EXERCISE SET
**1.** Please translate this sentence from the passage on Medicare supplier fraud into Spanish: "The fake companies did not have clients or medical inventory to supply prospective Medicare patients."
**2.** Reproduce the stretch of the passage on Medicare supplier fraud from "But they promised" through "millions of dollars.", switching "sham companies" to "bogus companies".
**3.** According to the passage on Medicare supplier fraud, how many medical suppliers in south Florida did the inspector general's report say it visited?

PASSAGE FOR REVIEW
A recent study by the Government Accountability Office indicates that roughly one billion of the ten billion annual budget may be paid to fraudulent businesses. The GAO set up two fictitious companies with sketchy information and false documents to see how the CMS (Centers for Medicare and Medicaid Services) would handle the sham businesses. The fake companies did not have clients or medical inventory to supply prospective Medicare patients. They won billing privileges even though everything was false and deliberately made to look so. The sting proved that there are gaps in the system and they can and are being manipulated by scam artists. The CMS says they are making changes to prevent this including;

  • requiring that suppliers keep supporting paperwork from doctors.
  • limiting the use of cell phones as the primary business number
  • setting up a new bidding process for medical equipment

But they promised to make changes in 2005 that have only achieved limited success. The government’s approval of the two sham companies is alarming because once a supplier attains Medicare billing privileges, it can easily get a doctor’s ID code fraudulently and begin submitting claims. A report by the Health and Human Services Department’s inspector general in December 2006 found that almost one-third of the 1,581 medical suppliers it visited in south Florida did not have an office at the business address they provided Medicare, even though they collectively had submitted claims for hundreds of millions of dollars.

THE DATA

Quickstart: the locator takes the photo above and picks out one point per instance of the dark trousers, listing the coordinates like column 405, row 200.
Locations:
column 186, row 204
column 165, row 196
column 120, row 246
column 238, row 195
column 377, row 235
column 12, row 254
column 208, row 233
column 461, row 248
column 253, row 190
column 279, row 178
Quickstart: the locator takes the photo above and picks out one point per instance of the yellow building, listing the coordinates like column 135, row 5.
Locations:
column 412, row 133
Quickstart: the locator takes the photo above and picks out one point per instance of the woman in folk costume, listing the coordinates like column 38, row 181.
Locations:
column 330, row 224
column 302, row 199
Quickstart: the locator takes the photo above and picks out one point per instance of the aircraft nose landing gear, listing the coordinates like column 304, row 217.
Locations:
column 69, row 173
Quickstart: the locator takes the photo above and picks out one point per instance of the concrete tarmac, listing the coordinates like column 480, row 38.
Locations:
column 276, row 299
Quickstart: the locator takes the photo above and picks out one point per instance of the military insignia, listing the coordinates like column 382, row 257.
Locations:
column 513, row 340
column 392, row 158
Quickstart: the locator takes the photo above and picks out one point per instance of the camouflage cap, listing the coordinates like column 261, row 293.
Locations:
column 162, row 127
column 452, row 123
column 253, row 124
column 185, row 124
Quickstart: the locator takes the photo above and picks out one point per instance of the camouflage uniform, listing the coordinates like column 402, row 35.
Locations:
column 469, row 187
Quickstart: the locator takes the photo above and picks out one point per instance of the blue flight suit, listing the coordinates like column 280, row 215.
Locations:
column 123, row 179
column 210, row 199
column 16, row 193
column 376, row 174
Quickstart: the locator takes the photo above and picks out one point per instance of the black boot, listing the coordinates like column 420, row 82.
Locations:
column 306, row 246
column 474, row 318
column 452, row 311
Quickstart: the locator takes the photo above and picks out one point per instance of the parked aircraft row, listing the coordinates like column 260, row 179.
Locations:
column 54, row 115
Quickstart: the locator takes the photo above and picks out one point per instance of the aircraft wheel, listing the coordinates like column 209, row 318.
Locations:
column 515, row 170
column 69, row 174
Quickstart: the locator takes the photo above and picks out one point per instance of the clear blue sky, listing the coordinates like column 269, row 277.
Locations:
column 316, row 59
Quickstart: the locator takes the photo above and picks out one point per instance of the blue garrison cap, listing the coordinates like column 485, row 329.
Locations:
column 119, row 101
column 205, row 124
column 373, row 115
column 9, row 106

RESULTS FOR THE EXERCISE
**1.** Las empresas falsas no tenían clientes ni inventario médico para abastecer a los posibles pacientes de Medicare.

**2.**
But they promised to make changes in 2005 that have only achieved limited success. The government’s approval of the two bogus companies is alarming because once a supplier attains Medicare billing privileges, it can easily get a doctor’s ID code fraudulently and begin submitting claims. A report by the Health and Human Services Department’s inspector general in December 2006 found that almost one-third of the 1,581 medical suppliers it visited in south Florida did not have an office at the business address they provided Medicare, even though they collectively had submitted claims for hundreds of millions of dollars.

**3.** 1,581